**Problem statement**
Rewrite the entries below with "white area rug" replaced by "cream area rug" wherever it occurs, leaving everything else the same.

---------- Provided data ----------

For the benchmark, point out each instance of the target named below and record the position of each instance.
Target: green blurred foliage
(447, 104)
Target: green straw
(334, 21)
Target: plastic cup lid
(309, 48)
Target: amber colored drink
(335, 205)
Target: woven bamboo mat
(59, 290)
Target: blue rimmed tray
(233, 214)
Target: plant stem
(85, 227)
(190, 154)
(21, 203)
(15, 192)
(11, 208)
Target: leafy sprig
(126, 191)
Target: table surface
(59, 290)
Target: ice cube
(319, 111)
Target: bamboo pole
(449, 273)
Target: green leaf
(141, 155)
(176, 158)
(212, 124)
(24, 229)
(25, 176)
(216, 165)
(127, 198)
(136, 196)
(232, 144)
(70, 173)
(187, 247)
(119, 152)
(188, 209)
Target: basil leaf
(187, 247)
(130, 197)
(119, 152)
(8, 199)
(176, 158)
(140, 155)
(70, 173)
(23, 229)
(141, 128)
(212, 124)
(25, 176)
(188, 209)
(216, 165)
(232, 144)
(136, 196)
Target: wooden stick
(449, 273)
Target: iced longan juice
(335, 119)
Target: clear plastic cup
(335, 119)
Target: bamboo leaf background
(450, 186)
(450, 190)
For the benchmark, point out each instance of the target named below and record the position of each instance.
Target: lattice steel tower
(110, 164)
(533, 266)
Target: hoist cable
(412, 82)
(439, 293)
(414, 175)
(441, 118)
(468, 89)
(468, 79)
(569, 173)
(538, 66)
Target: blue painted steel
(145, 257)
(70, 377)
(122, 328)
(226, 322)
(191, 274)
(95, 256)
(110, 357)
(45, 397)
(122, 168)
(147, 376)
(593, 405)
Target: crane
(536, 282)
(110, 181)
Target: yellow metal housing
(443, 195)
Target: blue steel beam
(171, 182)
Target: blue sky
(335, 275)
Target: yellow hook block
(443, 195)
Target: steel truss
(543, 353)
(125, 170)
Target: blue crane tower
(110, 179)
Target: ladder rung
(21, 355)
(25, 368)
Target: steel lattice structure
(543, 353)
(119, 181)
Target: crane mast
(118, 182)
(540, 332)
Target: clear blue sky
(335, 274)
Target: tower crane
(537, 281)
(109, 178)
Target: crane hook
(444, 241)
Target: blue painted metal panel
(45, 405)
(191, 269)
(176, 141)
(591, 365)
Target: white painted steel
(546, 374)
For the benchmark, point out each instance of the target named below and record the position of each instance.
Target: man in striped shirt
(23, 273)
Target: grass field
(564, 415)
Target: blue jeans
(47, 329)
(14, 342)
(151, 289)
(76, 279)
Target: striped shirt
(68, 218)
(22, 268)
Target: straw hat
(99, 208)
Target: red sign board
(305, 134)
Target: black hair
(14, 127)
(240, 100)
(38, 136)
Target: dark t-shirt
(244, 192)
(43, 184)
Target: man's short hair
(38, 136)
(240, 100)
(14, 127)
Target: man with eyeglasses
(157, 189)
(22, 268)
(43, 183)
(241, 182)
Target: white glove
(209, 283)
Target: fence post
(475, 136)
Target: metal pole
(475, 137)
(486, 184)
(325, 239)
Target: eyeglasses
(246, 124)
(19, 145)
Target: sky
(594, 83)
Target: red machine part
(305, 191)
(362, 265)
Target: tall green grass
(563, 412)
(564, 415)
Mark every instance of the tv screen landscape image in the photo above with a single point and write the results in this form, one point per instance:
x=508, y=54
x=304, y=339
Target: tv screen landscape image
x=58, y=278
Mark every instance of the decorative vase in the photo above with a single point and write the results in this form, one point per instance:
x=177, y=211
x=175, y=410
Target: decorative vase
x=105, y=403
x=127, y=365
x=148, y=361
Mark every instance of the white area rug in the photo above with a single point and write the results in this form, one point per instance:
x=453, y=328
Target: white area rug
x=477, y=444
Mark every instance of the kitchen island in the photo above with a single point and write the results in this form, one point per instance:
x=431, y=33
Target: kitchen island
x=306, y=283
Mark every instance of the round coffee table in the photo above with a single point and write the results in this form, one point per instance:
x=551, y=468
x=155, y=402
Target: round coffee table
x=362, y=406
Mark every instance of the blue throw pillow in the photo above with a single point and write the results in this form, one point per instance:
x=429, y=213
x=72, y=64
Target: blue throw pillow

----------

**Written response**
For the benchmark, point out each instance of the target named below and record the position of each instance.
Target: green blurred foliage
(447, 104)
Target: green straw
(334, 21)
Target: plastic cup lid
(309, 48)
Target: amber colored drink
(335, 205)
Target: woven bamboo mat
(59, 290)
Target: blue rimmed tray
(233, 214)
Target: plant stem
(85, 227)
(190, 154)
(21, 203)
(15, 192)
(11, 208)
Target: leafy sprig
(126, 191)
Target: table surface
(59, 290)
Target: ice cube
(319, 111)
Target: bamboo pole
(449, 273)
Target: green leaf
(141, 155)
(176, 158)
(212, 124)
(24, 229)
(25, 176)
(216, 165)
(127, 198)
(136, 196)
(232, 144)
(70, 173)
(187, 247)
(119, 152)
(188, 209)
Target: basil leaf
(187, 247)
(130, 197)
(119, 152)
(8, 199)
(176, 158)
(140, 155)
(70, 173)
(23, 229)
(141, 128)
(212, 124)
(25, 176)
(188, 209)
(216, 165)
(232, 144)
(136, 196)
Target: wooden stick
(449, 273)
Target: iced longan juice
(335, 119)
Target: clear plastic cup
(335, 119)
Target: bamboo leaf background
(450, 186)
(450, 190)
For the benchmark, point out each instance of the target named below and record the position of each instance.
Target: lattice steel tower
(110, 164)
(533, 266)
Target: hoist cable
(412, 82)
(439, 293)
(414, 175)
(441, 118)
(468, 89)
(468, 79)
(569, 173)
(538, 66)
Target: blue painted steel
(145, 257)
(70, 377)
(122, 328)
(226, 322)
(191, 274)
(95, 256)
(110, 357)
(45, 397)
(122, 168)
(147, 376)
(593, 405)
Target: crane
(536, 282)
(110, 181)
Target: yellow metal housing
(443, 195)
Target: blue steel beam
(171, 182)
Target: blue sky
(335, 275)
Target: yellow hook block
(443, 195)
Target: steel truss
(543, 353)
(125, 170)
Target: blue crane tower
(110, 179)
Target: ladder rung
(21, 355)
(25, 368)
Target: steel lattice structure
(543, 353)
(119, 181)
Target: crane mast
(118, 182)
(540, 332)
Target: clear blue sky
(335, 274)
Target: tower crane
(537, 281)
(109, 178)
Target: crane hook
(444, 241)
Target: blue painted metal panel
(45, 405)
(191, 269)
(176, 141)
(591, 365)
Target: white painted steel
(546, 374)
For the benchmark, point out each instance of the target named below and record the position of each instance.
Target: man in striped shirt
(23, 273)
Target: grass field
(564, 415)
Target: blue jeans
(47, 329)
(14, 342)
(151, 289)
(76, 279)
Target: striped shirt
(68, 218)
(22, 268)
Target: straw hat
(99, 208)
Target: red sign board
(305, 134)
Target: black hair
(14, 127)
(240, 100)
(38, 136)
Target: dark t-shirt
(244, 192)
(43, 184)
Target: man's short hair
(38, 136)
(240, 100)
(14, 127)
Target: man with eyeglasses
(157, 189)
(22, 268)
(43, 183)
(241, 182)
Target: white glove
(209, 283)
Target: fence post
(475, 136)
Target: metal pole
(475, 137)
(486, 184)
(325, 239)
Target: eyeglasses
(246, 124)
(19, 145)
Target: sky
(594, 83)
Target: red machine part
(305, 191)
(362, 265)
Target: tall green grass
(563, 412)
(564, 415)
Mark every instance of the tv screen landscape image in the photo above with a single point and write the results in this form, one point per instance:
x=508, y=54
x=304, y=339
Target: tv screen landscape image
x=58, y=278
Mark every instance of the decorative vase in the photo above with a single point and write the results in this form, one point per instance:
x=177, y=211
x=175, y=410
Target: decorative vase
x=105, y=403
x=127, y=365
x=148, y=361
Mark every instance of the cream area rug in the photo above with a single point and write the results in this form, one point per instance:
x=453, y=328
Target: cream area rug
x=477, y=444
Mark every instance of the kitchen island in the photo above with a single point and write the results in this form, one point per instance:
x=431, y=33
Target: kitchen island
x=306, y=283
Mark every instance of the round coffee table in the photo above with a single point and write the results in this form, one point per instance:
x=551, y=468
x=155, y=402
Target: round coffee table
x=362, y=406
Mark every instance of the blue throw pillow in the photo above with a single point and write the results in this form, one point per instance:
x=429, y=213
x=72, y=64
Target: blue throw pillow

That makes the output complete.